### EXERCICES
[1] Relevez dans l'extrait choisi ci-dessous tous les ports d'où l'on peut embarquer pour Salamine.
[2] D'après l'extrait sur Salamine, combien de temps durait la traversée en ferry il y a encore un an ?
[3] Poursuivez le récit du trajet vers Salamine à partir de sa dernière phrase.

### EXTRAIT CHOISI
______________________________
«La crédibilité de Syriza» et quel régime politique?

Par Panagiotis Grigoriou

Pour se rendre à Salamine [lieu d’une bataille navale qui, en 480 avant notre ère, a mis face à face la flotte des Athéniens à la flotte «du grand Roi» perse Xerxès, un désastre pour ce dernier] d’habitude on embarque à bord d’une navette rapide au Pirée, ou sinon, ayant un véhicule, on peut aussi opter pour les petits ferries au départ de Perama. Ces «garages ouverts flottants» ont une capacité de transport d’une centaine de voitures chaque fois, sauf qu’ils ne se remplissent plus comme avant.

La traversée durait dix minutes il y a encore un an, mais elle s’allonge de cinq minutes environ depuis l’été 2011, crise oblige! C’est à bord d’un de ces ferries durant une traversée par les eaux de la bataille navale historique, que le corps d’un homme a été découvert, il y a une semaine. Un fait divers rare, mais qui ne passionne plus les foules. Salamine la bataille, non plus. Le port ancien, devenu cimetière pour bateaux sous le monument solitaire, tout comme son site archéologique, restent à l’abandon, il y a déjà un moment avant le Mémorandum [les deux plans d’austérité – mai 2010 et février 2012 – qui accompagnent le renflouement de la Grèce ; en réalité de ses créanciers] .

On peut enfin embarquer à destination de Salamine par le port de Nea Peramos, plus à l’ouest, et beaucoup d’Athéniens ignorent cette sortie. Dans pareil cas, vaut mieux emprunter la vieille route, car on évite ainsi aussi le péage [le péage des autoroutes est élevé et doit s’étendre ; le refus de payer a été une des actions de désobéissance civile répandues], mais voyage dans le temps assuré! Apart deux passages à niveau abandonnés depuis longtemps, de même que la voie ferrée unique à l’écartement étroit, on passe aussi assez près d’une épave, à moitié sous l’eau, un ex-navire de croisière, dans son ultime passage par la baie d’Eleusis.
______________________________
### JEU DE DONNÉES

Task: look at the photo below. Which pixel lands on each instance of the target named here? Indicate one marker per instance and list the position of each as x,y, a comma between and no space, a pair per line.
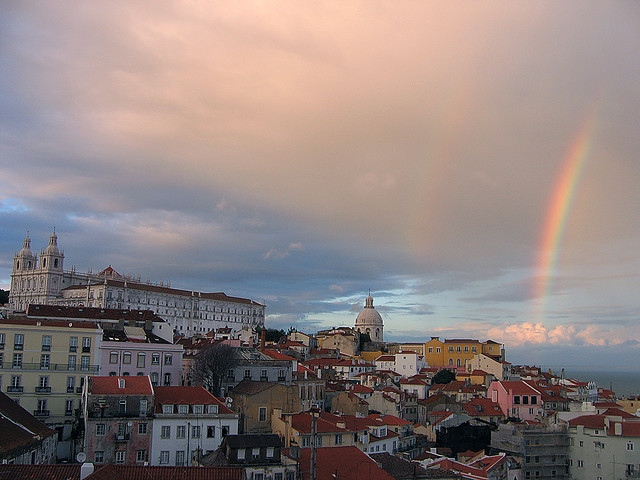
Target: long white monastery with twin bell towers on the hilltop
41,279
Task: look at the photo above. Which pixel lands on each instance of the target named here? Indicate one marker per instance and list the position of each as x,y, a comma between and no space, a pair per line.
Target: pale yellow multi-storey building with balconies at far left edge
44,364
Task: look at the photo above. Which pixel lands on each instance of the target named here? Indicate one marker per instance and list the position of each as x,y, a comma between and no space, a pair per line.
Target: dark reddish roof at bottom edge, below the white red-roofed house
139,472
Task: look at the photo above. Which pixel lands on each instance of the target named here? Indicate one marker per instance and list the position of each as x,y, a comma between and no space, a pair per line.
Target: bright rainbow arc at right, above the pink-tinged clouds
559,208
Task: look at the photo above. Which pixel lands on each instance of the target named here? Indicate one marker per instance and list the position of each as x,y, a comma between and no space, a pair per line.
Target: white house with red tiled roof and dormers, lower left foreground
189,422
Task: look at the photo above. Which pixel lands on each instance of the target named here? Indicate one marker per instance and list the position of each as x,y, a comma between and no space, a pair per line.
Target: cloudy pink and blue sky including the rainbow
473,164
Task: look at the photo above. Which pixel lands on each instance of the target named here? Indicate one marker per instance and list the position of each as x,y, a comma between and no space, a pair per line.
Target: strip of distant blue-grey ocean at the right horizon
624,381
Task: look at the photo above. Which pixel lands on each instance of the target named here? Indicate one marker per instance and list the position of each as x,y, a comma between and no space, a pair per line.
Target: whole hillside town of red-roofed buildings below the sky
105,375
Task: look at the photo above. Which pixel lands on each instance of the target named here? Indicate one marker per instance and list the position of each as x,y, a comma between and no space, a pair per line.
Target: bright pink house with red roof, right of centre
517,399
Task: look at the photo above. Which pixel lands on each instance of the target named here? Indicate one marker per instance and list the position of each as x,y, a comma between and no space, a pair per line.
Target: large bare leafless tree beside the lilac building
211,365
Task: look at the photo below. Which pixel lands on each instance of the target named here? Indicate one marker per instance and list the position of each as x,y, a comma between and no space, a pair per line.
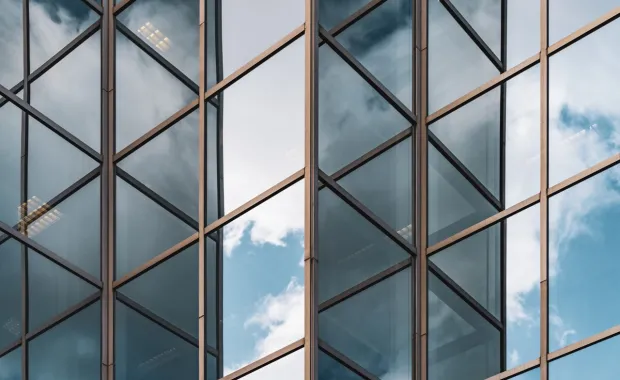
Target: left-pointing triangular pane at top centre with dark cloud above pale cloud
381,41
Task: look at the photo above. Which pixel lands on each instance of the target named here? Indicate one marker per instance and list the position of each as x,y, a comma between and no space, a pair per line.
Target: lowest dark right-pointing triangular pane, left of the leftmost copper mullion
52,289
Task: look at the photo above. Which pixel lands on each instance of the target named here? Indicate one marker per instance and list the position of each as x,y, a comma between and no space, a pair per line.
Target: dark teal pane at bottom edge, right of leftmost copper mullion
144,350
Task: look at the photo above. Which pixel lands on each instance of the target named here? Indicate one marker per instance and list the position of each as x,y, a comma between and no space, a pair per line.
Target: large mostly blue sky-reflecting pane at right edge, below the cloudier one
583,259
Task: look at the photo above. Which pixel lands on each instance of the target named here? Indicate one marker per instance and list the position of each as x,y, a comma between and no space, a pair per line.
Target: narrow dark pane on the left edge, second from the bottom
10,292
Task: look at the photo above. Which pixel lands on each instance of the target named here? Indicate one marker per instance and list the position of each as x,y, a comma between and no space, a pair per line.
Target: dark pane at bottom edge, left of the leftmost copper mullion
70,350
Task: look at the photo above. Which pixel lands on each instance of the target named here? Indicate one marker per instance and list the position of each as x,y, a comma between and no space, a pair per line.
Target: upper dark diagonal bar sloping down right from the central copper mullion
367,76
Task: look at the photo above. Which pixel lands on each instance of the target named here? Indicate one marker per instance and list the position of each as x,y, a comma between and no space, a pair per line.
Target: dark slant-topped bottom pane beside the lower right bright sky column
461,343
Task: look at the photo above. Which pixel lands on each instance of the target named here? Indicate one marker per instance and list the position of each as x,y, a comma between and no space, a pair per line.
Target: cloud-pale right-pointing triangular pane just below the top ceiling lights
146,93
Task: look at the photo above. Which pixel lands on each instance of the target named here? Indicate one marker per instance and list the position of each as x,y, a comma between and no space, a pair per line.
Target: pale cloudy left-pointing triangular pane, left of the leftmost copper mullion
70,92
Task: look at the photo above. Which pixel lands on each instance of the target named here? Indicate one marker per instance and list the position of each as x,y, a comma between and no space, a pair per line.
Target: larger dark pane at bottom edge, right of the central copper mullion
373,328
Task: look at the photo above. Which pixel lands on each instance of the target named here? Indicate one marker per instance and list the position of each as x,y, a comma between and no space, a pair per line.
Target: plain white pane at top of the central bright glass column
249,27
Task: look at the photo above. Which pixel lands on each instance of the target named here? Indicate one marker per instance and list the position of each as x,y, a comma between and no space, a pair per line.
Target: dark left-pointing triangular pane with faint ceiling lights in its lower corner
388,195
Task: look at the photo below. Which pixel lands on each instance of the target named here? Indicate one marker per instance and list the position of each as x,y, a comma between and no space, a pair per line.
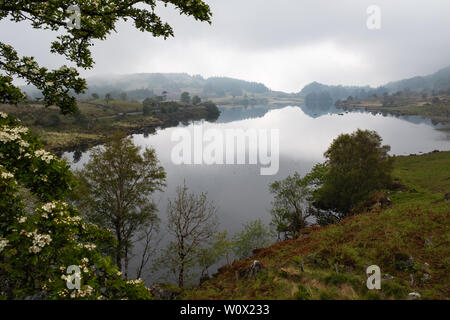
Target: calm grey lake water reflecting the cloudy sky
______________________________
### RÉPONSES NUMÉROTÉES
[1] Le Pirée, Perama, Nea Peramos

[2] Dix minutes.

[3]
Il y a encore six mois, une entreprise spécialisée dans la démolition des navires œuvrait sur place, aujourd’hui, plus personne n’y travaille. Démolitions en Grèce sous la Troïka, mais tout ne serait pas imputable au FMI dans ce pays. Ainsi, et selon la presse, A. Venizélos (PASOK) en personne, dévoile par ses dernières déclarations, les tractations entre le patronat grec et les Troïkans: «c’est le patronat grec qui, prenant l’initiative, a expressément demandé à la Troïka à intervenir davantage dans le démantèlement en cours des conventions collectives restantes, certaines mesures même, issues du Mémorandum II, ont été suggérées par les patrons grecs». dépassant visiblement les ardeurs du FMI, (quotidien Avgi, proche de SYRIZA, 23 mai 2012).

Car, à part nos chômeurs, estimés en mai, officiellement à plus de 1,3 million et le repli de l’économie réelle, à plus de 6% cette année, tout n’est pas à l’arrêt. On travaille, par exemple, pour acheminer l’eau potable à Salamine depuis l’Attique, construisant un nouvel aqueduc sous la mer à Nea Peramos précisément.

La distance n’est pas longue et la traversée par bateau, dure sept minutes seulement. En semaine, ce ferry part pratiquement vide, sauf tôt le matin et en fin d’après-midi. J’ai compté à bord, quatre voitures, un camion et deux motos l’autre jour.

Les deux motards, après avoir posé leurs engins à l’ombre vers la proue du navire, se sont mis à commenter l’actualité. Non pas celle des dernières déclarations d’Alexis Tsipras sur «Hollandréou» [la contraction de Hollande et de Papandréou], mais la leur, plus… terre à terre: «Tu sais, à part mon boulot qui est en train de crever, je ne me sens pas en forme en ce moment, comme tout le monde, je me sens vidé, tellement je suis fatigué, et toi?» «Moi c’est pareil, mais je sais pourquoi, c’est à cause de ces avions qui répandent dans l’air des produits chimiques. Ils veulent nous rendre amorphes, inoffensifs pour le système, et si possible là en ce moment, avant et durant les élections de juin.». « Non, non, tu te trompes, ce n’est pas ainsi qu’ils agissent, je crois qu’ils mettent plutôt une quantité effarante de fluor dans l’eau potable.» « Sans blague, alors salut, on nous ouvre déjà, nous sommes arrivés.»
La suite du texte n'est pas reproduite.